_Text extract_
☆ ☆ ☆ ☆ ☆
So I’ve been thinking about this series of posts for a while now. I often feel like everywhere I go, every conversation or interaction I have, that this topic is the elephant in the room. Often the elephant is standing on peoples necks, shitting elephant shit on peoples shoulders or trunk punching people in the testicles/uterus, but for some reason I seem to be the only person aware of this cheeky grey menace.

I think money, how you use it, and spending the largest part of your life working by default without making a conscious well informed decision to do so is the most important topic in your life, but nobody talks about it. Not making a conscious decision is in fact making a decision, a decision to be someone who makes bad decisions. In terms of extreme ramblings, this will definitely be one…**

 

Actual introduction:

So, what do you think of when you think of money?

Do you think of fast cars, fast women/men and champagne?

Or do you perhaps think of a faith based medium of exchange that has no intrinsic value of its own?

Or do you think of it as special paper tokens that you exchange large portions of your life for?

All of the above are kind of true. Money can be exchanged for all kinds of hedonic pleasures or short term thrills. Fiat currency is perhaps the largest example of species wide group think, a cultural construct that only has meaning because everyone else believes it does. Money is in fact the result of expending large portions of the finite time that you have here on this earth in what we call employment.

Out of the three examples above, it’s the third one that has weighed on me the most over the last few years.

I’ve had a reasonably unique experience compared to my peer group. At the age of 34 I’ve had a total of 3 years off work  in two big juicy lumps. During this time off I did whatever it was that I wanted to do. Such as travel, fishing, surfing, camping, growing a ginger beard, designing things, building things, demolishing things, reading things, learning things etc. When you have that amount of time off work your time is quickly filled up with things you want to do and enjoy doing. After about 3 months you start to wonder about how you ever had the time for full time employment in the first place.

Contrast this with how you feel when you get back to work. Going from having 7 days a week, 365 days a year to fill with any number of activities that you choose, to being an employee for 5 days a week, commuting to your place of employment at the beginning and end of each day, having an hour of sunlight if you are lucky to do non employment related things before having to cook, eat, clean, go to sleep and do it all again the next day. Only having a wafer thin 2 days a week to do things that you choose uninterrupted by commuting and employment.
☆ ☆ ☆ ☆ ☆
Entries from a pointing dataset
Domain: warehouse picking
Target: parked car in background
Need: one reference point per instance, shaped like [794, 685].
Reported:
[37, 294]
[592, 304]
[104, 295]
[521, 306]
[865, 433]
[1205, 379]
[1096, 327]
☆ ☆ ☆ ☆ ☆
_The task_
In the money essay, what are the three things the writer asks whether you think of when you think of money?

_Expected answer_
- Fast cars, fast women/men and champagne
- A faith based medium of exchange that has no intrinsic value of its own
- Special paper tokens that you exchange large portions of your life for